Dati di input —
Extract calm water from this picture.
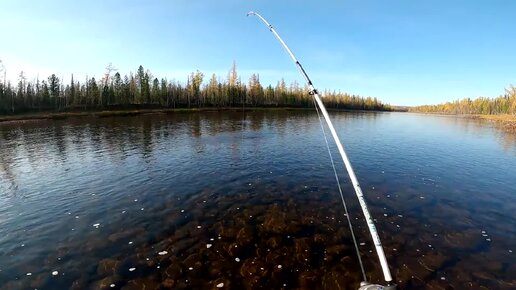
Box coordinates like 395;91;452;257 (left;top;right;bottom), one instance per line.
0;111;516;289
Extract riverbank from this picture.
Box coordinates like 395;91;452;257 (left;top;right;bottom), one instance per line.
0;107;392;123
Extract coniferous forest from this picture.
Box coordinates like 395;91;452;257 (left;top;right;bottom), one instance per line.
409;86;516;115
0;64;391;115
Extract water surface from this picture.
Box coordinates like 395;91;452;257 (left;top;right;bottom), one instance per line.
0;111;516;289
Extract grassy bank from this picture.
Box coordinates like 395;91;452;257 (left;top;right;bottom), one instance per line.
0;107;336;123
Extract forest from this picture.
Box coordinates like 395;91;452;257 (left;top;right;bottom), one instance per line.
409;86;516;115
0;63;391;115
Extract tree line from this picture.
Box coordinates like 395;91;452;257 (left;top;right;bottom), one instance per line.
409;86;516;115
0;64;390;114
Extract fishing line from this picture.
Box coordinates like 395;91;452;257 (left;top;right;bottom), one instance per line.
314;100;367;281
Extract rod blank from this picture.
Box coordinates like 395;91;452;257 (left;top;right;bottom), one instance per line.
247;11;392;285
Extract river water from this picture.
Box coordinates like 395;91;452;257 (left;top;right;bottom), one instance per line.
0;110;516;289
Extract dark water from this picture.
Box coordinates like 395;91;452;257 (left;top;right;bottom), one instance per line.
0;111;516;289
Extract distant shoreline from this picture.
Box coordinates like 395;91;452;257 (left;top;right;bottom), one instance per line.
0;107;390;124
409;111;516;133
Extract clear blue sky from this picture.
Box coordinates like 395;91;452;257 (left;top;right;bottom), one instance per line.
0;0;516;105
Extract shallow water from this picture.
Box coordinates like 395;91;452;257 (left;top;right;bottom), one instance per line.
0;111;516;289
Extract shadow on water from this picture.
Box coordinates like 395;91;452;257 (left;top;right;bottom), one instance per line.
0;111;516;289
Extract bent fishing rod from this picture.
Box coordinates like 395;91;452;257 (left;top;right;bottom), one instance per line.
247;11;396;290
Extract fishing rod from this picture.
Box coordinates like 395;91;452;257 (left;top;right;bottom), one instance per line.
247;11;396;290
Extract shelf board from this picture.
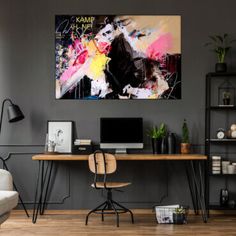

Requisiti del problema — Individui e copi ogni riga dei dati che contiene la parola "forest", tenendo conto della distinzione tra maiuscole e minuscole.

Risposta completa —
Extract coniferous forest from this picture.
Extract forest from this picture.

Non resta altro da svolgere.